◆ Source text ◆
--------------------------------------------------

My point. Anyone thinking a financial crash is a good idea or to preempt one is a moron.

Leverage hasn't reduced yet, it's taken years to get close to an agreement on how to do that, and there is still regional variations on implementation (thus presenting arbitrage opportunity). It will reduce gradually, a rapid run for the exit creates contagion effects that may push others firms into default.

And on, and on... There won't be some mystical wiping of the slate, just misery for millions.

And yes, I did end with a conundrum, but it's very real. We need to prevent the banks and reckless behaviour from tipping another crash; but they need to perform a utility function. At the rate regulation is going you could end up with 4 US banks and al the others are branches of the civil service. You won't need to worry about base rates then, just the banks spread.

I assume by contrarian you refer to yourself. You certainly have an unusual stance on property ownership.
Again a blend of sensible posting and then some kind of personal dig which sours your post.

No financial crashes are not ideal but they do happen. To pretend one won't is also moronic since we've seen they do happen time and again through history.

--------------------------------------------------

◆ Supplied data ◆
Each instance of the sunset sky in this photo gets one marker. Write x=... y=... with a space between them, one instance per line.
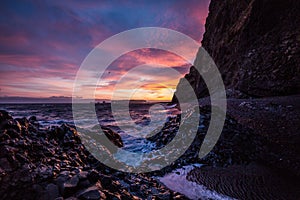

--------------------------------------------------

◆ Goal 1 ◆
Summarize the text on financial crashes and bank leverage in two sentences.
◆ Goal 2 ◆
Reproduce the passage of the text on financial crashes starting at "Leverage hasn't reduced" and ending at "firms into default.".

◆ Task solution 1 ◆
The text calls anyone who thinks a financial crash is a good idea a moron, arguing that leverage must come down gradually because a rapid run for the exit could push other firms into default, and that a crash would bring misery for millions rather than a wiped slate. It also describes the conundrum of preventing reckless banking while keeping banks' utility function, and a response counters that crashes, though not ideal, have happened time and again through history.

◆ Task solution 2 ◆
Leverage hasn't reduced yet, it's taken years to get close to an agreement on how to do that, and there is still regional variations on implementation (thus presenting arbitrage opportunity). It will reduce gradually, a rapid run for the exit creates contagion effects that may push others firms into default.